* **ASSIGNMENT**: The reply should reproduce every line of the data below word for word, minus any images.

━━━━━ SUPPLIED RECORDS ━━━━━

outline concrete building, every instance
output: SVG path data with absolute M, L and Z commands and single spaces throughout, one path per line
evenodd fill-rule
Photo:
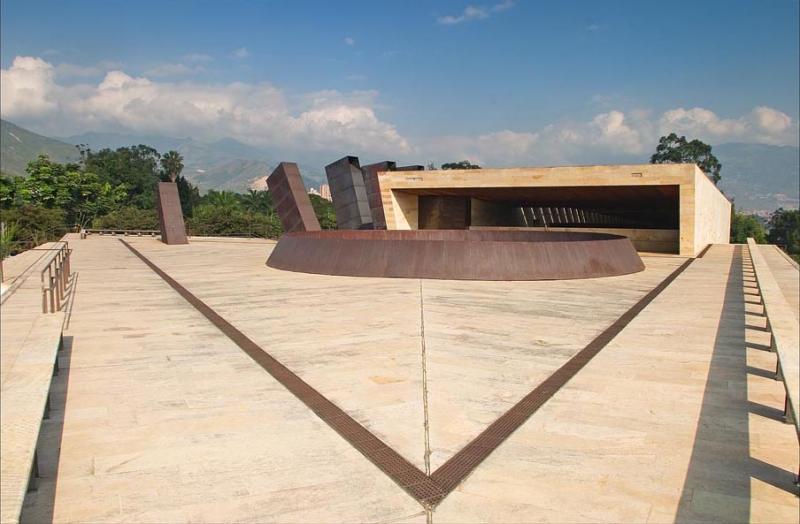
M 327 200 L 328 202 L 332 201 L 331 198 L 331 186 L 328 184 L 322 184 L 319 186 L 319 196 Z
M 694 164 L 387 171 L 387 229 L 613 232 L 640 251 L 696 256 L 729 241 L 731 203 Z

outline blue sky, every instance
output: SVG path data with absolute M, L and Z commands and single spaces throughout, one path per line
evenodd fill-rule
M 797 144 L 797 0 L 10 0 L 1 14 L 3 117 L 50 134 L 495 164 L 645 155 L 666 130 Z

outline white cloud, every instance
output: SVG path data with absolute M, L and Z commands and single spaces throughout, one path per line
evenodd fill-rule
M 110 71 L 98 84 L 63 85 L 54 69 L 34 57 L 17 57 L 3 69 L 3 118 L 53 135 L 152 132 L 300 151 L 410 150 L 376 114 L 372 91 L 287 94 L 268 83 L 174 83 L 123 71 Z
M 670 132 L 711 144 L 798 144 L 798 122 L 756 106 L 739 116 L 707 108 L 599 109 L 581 121 L 535 129 L 411 140 L 378 116 L 376 91 L 286 92 L 269 83 L 204 84 L 109 71 L 102 81 L 68 84 L 41 58 L 16 57 L 0 71 L 0 113 L 36 131 L 66 136 L 86 131 L 156 133 L 215 140 L 235 138 L 295 152 L 360 154 L 481 165 L 557 165 L 646 161 Z M 614 103 L 613 100 L 609 101 Z
M 610 110 L 585 122 L 560 122 L 536 131 L 438 137 L 418 154 L 440 162 L 467 158 L 489 166 L 645 162 L 659 137 L 672 132 L 711 144 L 798 145 L 798 123 L 776 109 L 759 106 L 737 118 L 721 118 L 696 107 L 656 116 L 642 110 Z
M 767 133 L 783 133 L 792 125 L 789 115 L 771 107 L 758 106 L 752 114 L 758 126 Z
M 472 20 L 483 20 L 485 18 L 489 18 L 494 13 L 507 11 L 512 7 L 514 7 L 513 0 L 504 0 L 499 4 L 494 4 L 492 6 L 468 5 L 460 14 L 440 16 L 436 19 L 436 22 L 441 25 L 456 25 Z
M 58 108 L 55 68 L 41 58 L 18 56 L 0 70 L 0 114 L 46 115 Z
M 248 56 L 250 56 L 250 51 L 248 51 L 246 47 L 240 47 L 233 52 L 233 57 L 238 60 L 244 60 Z
M 356 39 L 355 39 L 355 38 L 353 38 L 352 36 L 347 36 L 347 37 L 345 37 L 345 39 L 344 39 L 344 43 L 345 43 L 346 45 L 356 45 Z

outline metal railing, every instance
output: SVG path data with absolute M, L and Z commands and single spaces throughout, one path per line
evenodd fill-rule
M 111 236 L 151 236 L 155 237 L 161 234 L 160 229 L 81 229 L 81 238 L 86 238 L 89 235 L 111 235 Z
M 66 241 L 59 243 L 61 246 L 50 255 L 50 261 L 39 273 L 42 282 L 42 313 L 61 310 L 69 285 L 69 258 L 72 250 Z

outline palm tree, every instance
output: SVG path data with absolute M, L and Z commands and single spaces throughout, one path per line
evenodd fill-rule
M 206 193 L 201 203 L 203 205 L 223 208 L 237 208 L 240 205 L 236 193 L 230 191 L 215 191 L 213 189 Z
M 272 198 L 266 191 L 256 191 L 250 189 L 246 194 L 241 196 L 242 207 L 247 211 L 254 213 L 267 213 L 272 207 Z
M 175 182 L 183 171 L 183 157 L 177 151 L 168 151 L 161 157 L 161 169 Z

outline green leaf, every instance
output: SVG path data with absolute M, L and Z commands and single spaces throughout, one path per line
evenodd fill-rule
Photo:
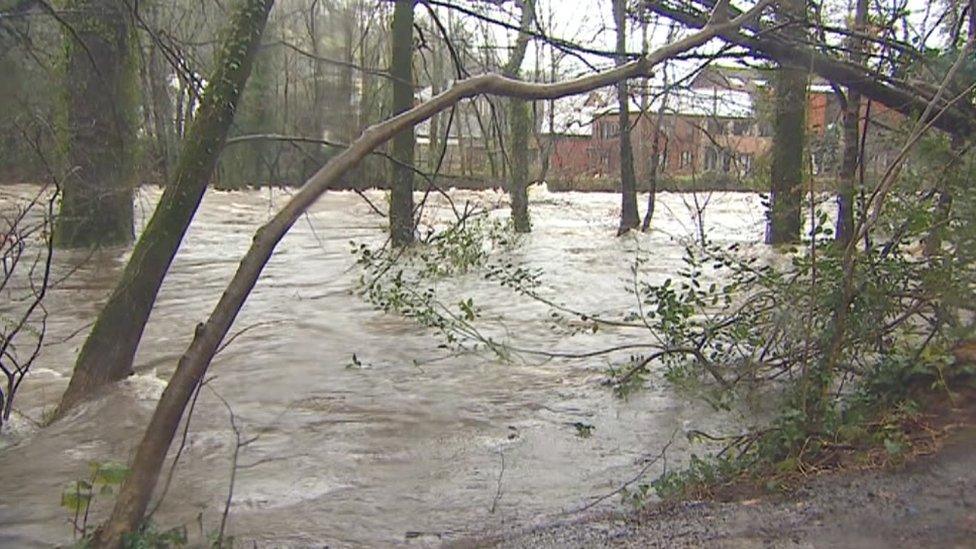
M 129 468 L 121 463 L 103 463 L 101 464 L 92 478 L 95 479 L 95 484 L 105 484 L 105 485 L 119 485 L 122 481 L 129 476 Z

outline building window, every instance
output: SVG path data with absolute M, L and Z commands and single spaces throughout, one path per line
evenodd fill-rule
M 751 154 L 740 154 L 739 155 L 739 173 L 748 174 L 752 172 L 752 155 Z
M 604 122 L 600 125 L 600 136 L 603 139 L 612 139 L 620 135 L 620 124 L 615 122 Z
M 705 171 L 714 171 L 718 167 L 718 153 L 714 147 L 705 149 Z
M 681 151 L 681 167 L 687 168 L 691 166 L 691 151 Z
M 751 125 L 748 120 L 735 120 L 732 122 L 732 135 L 747 135 Z
M 705 131 L 708 132 L 709 135 L 722 135 L 722 126 L 723 124 L 718 120 L 709 120 L 708 123 L 705 124 Z

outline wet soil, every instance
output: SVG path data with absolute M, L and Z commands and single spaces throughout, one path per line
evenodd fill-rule
M 976 547 L 976 426 L 966 424 L 899 468 L 820 475 L 788 495 L 578 518 L 483 545 Z

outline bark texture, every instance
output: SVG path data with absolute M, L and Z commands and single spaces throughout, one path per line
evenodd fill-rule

━━━━━

* **OUTPUT**:
outline concrete building, every instance
output: SVG path data with absolute M, L and Z commands and single spaces throughout, one path per line
evenodd fill-rule
Photo:
M 327 200 L 328 202 L 332 201 L 331 198 L 331 186 L 328 184 L 322 184 L 319 186 L 319 196 Z
M 694 164 L 387 171 L 387 229 L 613 232 L 640 251 L 696 256 L 729 241 L 731 203 Z

outline blue sky, every instance
output: SVG path data with absolute M, L and Z commands and single spaces throughout, one path per line
evenodd fill-rule
M 797 144 L 797 0 L 10 0 L 1 14 L 3 117 L 50 134 L 495 164 L 645 155 L 666 130 Z

outline white cloud, every instance
output: SVG path data with absolute M, L and Z commands and single spaces throughout, one path per line
evenodd fill-rule
M 110 71 L 98 84 L 63 85 L 54 69 L 34 57 L 17 57 L 3 69 L 3 118 L 53 135 L 152 132 L 300 151 L 410 150 L 376 114 L 372 91 L 287 94 L 268 83 L 174 83 L 123 71 Z
M 670 132 L 711 144 L 798 144 L 798 122 L 756 106 L 739 116 L 707 108 L 599 109 L 581 121 L 535 129 L 411 140 L 378 116 L 376 91 L 286 92 L 269 83 L 204 84 L 109 71 L 102 81 L 68 84 L 41 58 L 16 57 L 0 71 L 0 113 L 36 131 L 66 136 L 86 131 L 156 133 L 215 140 L 235 138 L 295 152 L 360 154 L 481 165 L 557 165 L 646 161 Z M 614 103 L 613 100 L 609 101 Z
M 610 110 L 585 122 L 560 122 L 536 131 L 438 137 L 418 154 L 440 162 L 467 158 L 489 166 L 645 162 L 659 137 L 672 132 L 711 144 L 798 145 L 798 123 L 776 109 L 759 106 L 737 118 L 721 118 L 696 107 L 656 116 L 642 110 Z
M 767 133 L 783 133 L 792 125 L 789 115 L 771 107 L 758 106 L 752 114 L 758 126 Z
M 472 20 L 483 20 L 485 18 L 489 18 L 494 13 L 507 11 L 512 7 L 514 7 L 513 0 L 504 0 L 499 4 L 494 4 L 492 6 L 468 5 L 460 14 L 440 16 L 436 19 L 436 22 L 441 25 L 456 25 Z
M 58 108 L 55 68 L 41 58 L 18 56 L 0 70 L 0 114 L 46 115 Z
M 248 56 L 250 56 L 250 51 L 248 51 L 246 47 L 240 47 L 233 52 L 233 57 L 238 60 L 244 60 Z
M 356 39 L 355 39 L 355 38 L 353 38 L 352 36 L 347 36 L 347 37 L 345 37 L 345 39 L 344 39 L 344 43 L 345 43 L 346 45 L 356 45 Z

outline metal railing, every instance
output: SVG path data with absolute M, L and Z commands and single spaces throughout, one path per line
evenodd fill-rule
M 111 236 L 151 236 L 155 237 L 161 234 L 160 229 L 81 229 L 81 238 L 86 238 L 89 235 L 111 235 Z
M 66 241 L 59 243 L 61 246 L 50 255 L 50 261 L 39 273 L 42 282 L 42 313 L 61 310 L 69 285 L 69 258 L 72 250 Z

outline palm tree, every instance
output: SVG path data with absolute M, L and Z commands and single spaces throughout, one path per line
evenodd fill-rule
M 206 193 L 201 203 L 203 205 L 223 208 L 237 208 L 240 205 L 236 193 L 230 191 L 215 191 L 213 189 Z
M 272 198 L 266 191 L 256 191 L 250 189 L 246 194 L 241 196 L 242 207 L 247 211 L 254 213 L 267 213 L 272 207 Z
M 175 182 L 183 171 L 183 157 L 177 151 L 168 151 L 161 157 L 161 169 Z

outline green leaf, every instance
output: SVG path data with absolute M, L and Z commands and single spaces throughout, one path per line
evenodd fill-rule
Photo:
M 129 468 L 121 463 L 103 463 L 101 464 L 92 478 L 95 479 L 95 484 L 105 484 L 105 485 L 119 485 L 122 481 L 129 476 Z

outline building window, every instance
output: SVG path data with absolute M, L and Z commands and single spaces throughout, one path per line
evenodd fill-rule
M 751 154 L 740 154 L 739 155 L 739 173 L 748 174 L 752 172 L 752 155 Z
M 604 122 L 600 125 L 600 136 L 603 139 L 612 139 L 620 135 L 620 124 L 615 122 Z
M 705 171 L 714 171 L 718 167 L 718 153 L 714 147 L 705 149 Z
M 681 151 L 681 167 L 687 168 L 691 166 L 691 151 Z
M 751 125 L 748 120 L 735 120 L 732 122 L 732 135 L 747 135 Z
M 705 131 L 708 132 L 709 135 L 722 135 L 722 126 L 723 124 L 718 120 L 709 120 L 708 123 L 705 124 Z

outline wet soil, every instance
output: SVG path data with absolute M, L and Z commands and single spaces throughout, one path per line
evenodd fill-rule
M 976 547 L 976 426 L 966 424 L 899 468 L 820 475 L 788 495 L 578 518 L 483 545 Z

outline bark texture, every instance
output: SVG path data with absolute M, L and Z commands and single spaces throughout, one path per line
evenodd fill-rule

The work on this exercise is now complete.